AIM OF THE EXERCISE.
Your task is to reproduce exactly the lines from the line with "Might I ask you to indicate the curb" through the end of the records below.

•••••

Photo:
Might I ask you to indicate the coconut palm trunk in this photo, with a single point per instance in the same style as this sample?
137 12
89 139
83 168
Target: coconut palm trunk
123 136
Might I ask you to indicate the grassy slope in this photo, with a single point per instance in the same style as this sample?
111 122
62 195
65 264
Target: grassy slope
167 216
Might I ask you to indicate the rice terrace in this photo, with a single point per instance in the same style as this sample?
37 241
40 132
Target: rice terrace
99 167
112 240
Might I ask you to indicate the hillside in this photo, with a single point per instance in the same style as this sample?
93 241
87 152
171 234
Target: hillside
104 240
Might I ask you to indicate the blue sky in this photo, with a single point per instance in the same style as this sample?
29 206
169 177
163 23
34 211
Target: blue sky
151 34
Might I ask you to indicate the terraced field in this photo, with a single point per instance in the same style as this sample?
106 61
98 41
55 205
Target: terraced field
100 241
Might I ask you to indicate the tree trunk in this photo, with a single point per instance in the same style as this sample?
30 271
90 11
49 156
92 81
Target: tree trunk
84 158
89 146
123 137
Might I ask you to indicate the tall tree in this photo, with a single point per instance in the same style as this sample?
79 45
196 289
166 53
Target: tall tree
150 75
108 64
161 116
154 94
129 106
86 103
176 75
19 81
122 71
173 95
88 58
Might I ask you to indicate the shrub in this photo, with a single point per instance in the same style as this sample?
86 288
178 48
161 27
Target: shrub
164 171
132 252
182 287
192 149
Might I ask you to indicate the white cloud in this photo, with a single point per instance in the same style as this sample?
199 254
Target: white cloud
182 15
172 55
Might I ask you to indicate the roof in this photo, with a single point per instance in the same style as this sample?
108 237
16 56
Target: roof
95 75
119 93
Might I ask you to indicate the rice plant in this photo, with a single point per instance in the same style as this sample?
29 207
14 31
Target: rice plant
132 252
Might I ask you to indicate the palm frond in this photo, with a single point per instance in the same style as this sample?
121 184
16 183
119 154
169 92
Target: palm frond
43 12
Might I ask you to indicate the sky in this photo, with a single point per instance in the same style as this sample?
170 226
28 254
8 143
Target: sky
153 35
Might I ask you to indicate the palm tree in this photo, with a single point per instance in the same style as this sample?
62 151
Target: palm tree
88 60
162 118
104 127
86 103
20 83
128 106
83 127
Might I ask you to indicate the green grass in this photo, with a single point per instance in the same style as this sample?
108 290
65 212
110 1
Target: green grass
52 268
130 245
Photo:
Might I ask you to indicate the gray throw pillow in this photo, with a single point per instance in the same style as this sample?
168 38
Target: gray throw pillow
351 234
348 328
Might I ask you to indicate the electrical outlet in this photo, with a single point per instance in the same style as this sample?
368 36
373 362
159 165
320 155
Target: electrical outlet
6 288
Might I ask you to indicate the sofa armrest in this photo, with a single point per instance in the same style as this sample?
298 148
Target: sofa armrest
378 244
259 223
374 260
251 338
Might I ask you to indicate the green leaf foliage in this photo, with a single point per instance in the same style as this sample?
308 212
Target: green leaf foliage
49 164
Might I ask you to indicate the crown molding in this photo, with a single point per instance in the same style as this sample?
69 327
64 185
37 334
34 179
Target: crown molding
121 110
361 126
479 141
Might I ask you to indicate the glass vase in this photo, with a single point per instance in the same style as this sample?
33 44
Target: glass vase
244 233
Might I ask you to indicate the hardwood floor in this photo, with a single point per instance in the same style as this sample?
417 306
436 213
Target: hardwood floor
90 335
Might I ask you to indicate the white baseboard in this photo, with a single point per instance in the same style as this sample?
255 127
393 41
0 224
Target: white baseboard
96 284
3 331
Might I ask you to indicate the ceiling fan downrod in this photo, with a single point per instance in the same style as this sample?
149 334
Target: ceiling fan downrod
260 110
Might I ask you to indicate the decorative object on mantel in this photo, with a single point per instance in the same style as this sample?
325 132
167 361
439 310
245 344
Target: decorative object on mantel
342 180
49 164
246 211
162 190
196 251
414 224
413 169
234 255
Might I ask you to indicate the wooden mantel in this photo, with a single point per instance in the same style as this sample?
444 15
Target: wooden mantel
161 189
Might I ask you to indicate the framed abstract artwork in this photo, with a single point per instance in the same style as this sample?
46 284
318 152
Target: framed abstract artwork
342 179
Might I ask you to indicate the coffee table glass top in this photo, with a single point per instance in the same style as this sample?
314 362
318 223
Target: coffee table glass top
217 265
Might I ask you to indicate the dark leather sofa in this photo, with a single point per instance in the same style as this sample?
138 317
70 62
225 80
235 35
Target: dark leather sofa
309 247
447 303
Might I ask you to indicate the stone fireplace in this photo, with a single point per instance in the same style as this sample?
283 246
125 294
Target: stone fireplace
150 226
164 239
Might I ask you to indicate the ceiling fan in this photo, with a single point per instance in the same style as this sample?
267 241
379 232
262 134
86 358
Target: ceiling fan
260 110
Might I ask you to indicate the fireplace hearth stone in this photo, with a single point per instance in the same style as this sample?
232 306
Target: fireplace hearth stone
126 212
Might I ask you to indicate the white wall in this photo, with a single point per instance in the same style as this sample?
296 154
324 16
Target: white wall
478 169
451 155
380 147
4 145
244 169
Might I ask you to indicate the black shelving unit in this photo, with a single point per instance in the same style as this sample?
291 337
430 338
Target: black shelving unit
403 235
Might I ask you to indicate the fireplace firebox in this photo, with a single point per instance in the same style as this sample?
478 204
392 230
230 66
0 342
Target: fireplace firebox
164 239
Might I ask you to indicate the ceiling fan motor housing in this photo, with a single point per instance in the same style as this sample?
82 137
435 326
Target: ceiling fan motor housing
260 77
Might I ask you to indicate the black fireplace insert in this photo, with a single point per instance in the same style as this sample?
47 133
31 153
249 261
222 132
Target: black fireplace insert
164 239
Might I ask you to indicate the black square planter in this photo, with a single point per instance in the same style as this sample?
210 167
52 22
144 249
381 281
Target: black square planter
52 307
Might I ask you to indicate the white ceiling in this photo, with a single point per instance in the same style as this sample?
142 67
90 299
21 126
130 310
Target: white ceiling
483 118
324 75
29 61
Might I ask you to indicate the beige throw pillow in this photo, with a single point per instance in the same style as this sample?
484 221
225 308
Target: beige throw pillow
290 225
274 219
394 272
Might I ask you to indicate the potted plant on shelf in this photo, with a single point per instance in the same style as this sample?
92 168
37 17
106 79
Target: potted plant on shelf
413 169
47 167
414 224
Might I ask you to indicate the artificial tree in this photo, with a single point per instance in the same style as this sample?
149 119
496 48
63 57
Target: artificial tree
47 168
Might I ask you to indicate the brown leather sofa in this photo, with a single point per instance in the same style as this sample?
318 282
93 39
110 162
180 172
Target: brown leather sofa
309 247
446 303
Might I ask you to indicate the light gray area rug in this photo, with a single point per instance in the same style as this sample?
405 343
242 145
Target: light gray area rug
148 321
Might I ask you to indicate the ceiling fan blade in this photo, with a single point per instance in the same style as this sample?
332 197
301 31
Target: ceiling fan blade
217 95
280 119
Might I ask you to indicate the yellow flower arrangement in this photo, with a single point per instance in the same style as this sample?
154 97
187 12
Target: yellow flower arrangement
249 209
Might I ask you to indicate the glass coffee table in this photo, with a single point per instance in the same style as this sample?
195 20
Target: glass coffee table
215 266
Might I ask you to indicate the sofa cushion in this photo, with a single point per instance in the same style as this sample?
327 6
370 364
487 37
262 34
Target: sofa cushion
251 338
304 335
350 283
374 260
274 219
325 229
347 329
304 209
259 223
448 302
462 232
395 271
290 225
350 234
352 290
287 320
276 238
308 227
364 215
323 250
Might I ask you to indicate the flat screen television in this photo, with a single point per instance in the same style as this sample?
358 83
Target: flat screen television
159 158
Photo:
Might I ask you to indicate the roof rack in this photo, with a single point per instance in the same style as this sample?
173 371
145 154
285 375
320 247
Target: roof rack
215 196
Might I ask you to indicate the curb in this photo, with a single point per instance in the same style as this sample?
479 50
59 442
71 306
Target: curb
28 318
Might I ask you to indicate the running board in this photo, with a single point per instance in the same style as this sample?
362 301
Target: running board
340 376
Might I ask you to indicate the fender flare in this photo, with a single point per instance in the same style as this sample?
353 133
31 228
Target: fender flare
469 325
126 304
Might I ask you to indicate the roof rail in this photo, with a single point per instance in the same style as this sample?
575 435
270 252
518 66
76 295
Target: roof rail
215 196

•••••

REPLY TO THE TASK.
Might I ask you to indicate the curb in this photo, with a single point per instance in the same style as this sample?
479 50
59 442
71 306
Target: curb
28 318
Might I ask you to indicate the running board in this photo, with a single point per instance in the same style as this sample?
362 301
Target: running board
340 376
Might I ask you to indicate the fender flare in this photo, with a single point per instance in the same style as this sample?
353 133
31 228
Target: fender flare
469 325
126 304
Might I ask you to indicate the roof rail in this photo, with a single point per instance in the same style as this sample?
575 435
270 252
518 66
76 295
Target: roof rail
215 196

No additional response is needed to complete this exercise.